» **Textabschnitt**:

Wie soll es nun weitergehen mit der obersten Standesvertretung der deutschen Apothekerschaft? Wenn man die Liste der Kammer- und Verbandsvertreter durchschaut, fällt es einem schwer, sich eine Kandidatin oder einen Kandidaten vorzustellen, die oder der die Abda aus dieser desaströsen Lage führen könnte. Wer hätte die Strahlkraft, Autorität, Unabhängigkeit, Vision und Leidenschaft, um für einen echten Aufbruch zu sorgen?

Eine Doppelspitze, etwa aus berufspolitisch erfahrener Person und Newcomer, könnte vielleicht für eine Lastenverteilung sorgen, aber nicht das inhaltliche, strategische und organisatorische Defizit überbrücken, das sich das Abda-Establishment immer noch nicht eingestehen will. Und mit jeder Apotheke, die schließt, wird es schwieriger, überhaupt noch geeigneten Nachwuchs für das Ehrenamt zu finden.

» **Zu lösende Aufgabe**:
Setze den Text über die Lage der Abda nach seinem letzten Satz fort.

» **Vorliegendes Material**:
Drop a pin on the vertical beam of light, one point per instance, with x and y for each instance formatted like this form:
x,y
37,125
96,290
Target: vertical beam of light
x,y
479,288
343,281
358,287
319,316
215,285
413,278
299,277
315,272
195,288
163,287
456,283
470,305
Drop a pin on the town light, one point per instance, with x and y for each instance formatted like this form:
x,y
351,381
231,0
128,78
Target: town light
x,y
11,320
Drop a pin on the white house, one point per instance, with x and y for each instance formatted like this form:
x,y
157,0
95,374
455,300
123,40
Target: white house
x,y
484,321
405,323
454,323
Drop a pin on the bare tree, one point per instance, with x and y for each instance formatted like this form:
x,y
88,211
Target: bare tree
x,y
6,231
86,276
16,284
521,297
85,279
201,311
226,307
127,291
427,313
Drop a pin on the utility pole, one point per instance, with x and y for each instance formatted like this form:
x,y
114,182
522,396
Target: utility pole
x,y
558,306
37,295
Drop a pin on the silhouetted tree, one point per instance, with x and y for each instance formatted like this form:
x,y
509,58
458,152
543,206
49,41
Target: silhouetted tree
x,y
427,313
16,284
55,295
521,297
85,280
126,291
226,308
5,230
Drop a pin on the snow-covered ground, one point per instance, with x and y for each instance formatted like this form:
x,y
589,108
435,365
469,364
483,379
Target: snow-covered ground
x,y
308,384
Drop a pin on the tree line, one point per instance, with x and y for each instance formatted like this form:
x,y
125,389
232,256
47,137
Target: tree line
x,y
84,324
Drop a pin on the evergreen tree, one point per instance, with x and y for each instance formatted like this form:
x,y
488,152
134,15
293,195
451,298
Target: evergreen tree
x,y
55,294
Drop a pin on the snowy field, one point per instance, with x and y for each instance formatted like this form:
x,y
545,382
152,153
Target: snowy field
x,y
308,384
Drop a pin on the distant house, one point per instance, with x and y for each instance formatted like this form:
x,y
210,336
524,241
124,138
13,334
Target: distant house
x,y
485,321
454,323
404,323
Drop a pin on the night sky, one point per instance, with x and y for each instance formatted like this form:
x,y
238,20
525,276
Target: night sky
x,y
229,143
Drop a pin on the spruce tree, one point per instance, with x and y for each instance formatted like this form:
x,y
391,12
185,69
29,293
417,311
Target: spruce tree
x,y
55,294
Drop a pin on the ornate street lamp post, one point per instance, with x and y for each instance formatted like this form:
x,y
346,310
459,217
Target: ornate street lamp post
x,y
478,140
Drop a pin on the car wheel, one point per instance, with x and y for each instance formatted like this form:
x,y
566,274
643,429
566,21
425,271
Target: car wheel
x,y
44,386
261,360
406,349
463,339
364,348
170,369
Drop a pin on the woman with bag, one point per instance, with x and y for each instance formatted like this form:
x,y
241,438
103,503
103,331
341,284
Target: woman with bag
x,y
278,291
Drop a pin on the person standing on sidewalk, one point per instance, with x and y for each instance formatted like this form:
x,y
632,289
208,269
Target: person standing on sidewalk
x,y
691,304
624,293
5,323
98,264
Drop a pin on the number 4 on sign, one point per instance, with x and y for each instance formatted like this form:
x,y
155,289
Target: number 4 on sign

» **Antwortteil**:
Die Lösung liegt indes wie immer ganz nah. Hat doch die Abda nach jahrelangem Beratungsprozess gerade erst eine Strukturreform verabschiedet: Kleinere Gremien, weniger Doppelbefassung, mehr Bums, so die Devise. Okay, das mit dem Deutschen Apothekertag (DAT) wird jetzt doch noch einmal ein bisschen rückabgewickelt. Aber wie wäre es, wenn man sämtliche Organe radikal zusammenstreicht und alle 34 Kammer- und Verbandschefs gemeinsam das Präsidium stellen?

Vorteil 1 liegt auf der Hand: Eine plötzliche Abwahl, wie sie jetzt Overwiening zum Verhängnis wurde, gibt es nicht mehr. Überraschungen wären von vornherein ausgeschlossen, weil man im gegenseitigen Unterhaken quasi noch mehr ineinander verzahnt ist. Wenn einer scheitert, scheitern alle. Hat fast schon was von den Musketieren.

Vorteil 2: Alle Angelegenheiten werden von denselben Köpfen ausgeknobelt, Gesamtvorstand, Geschäftsführender Vorstand, Mitgliederversammlung waren gestern. Die Abda ist die Abda. Basta.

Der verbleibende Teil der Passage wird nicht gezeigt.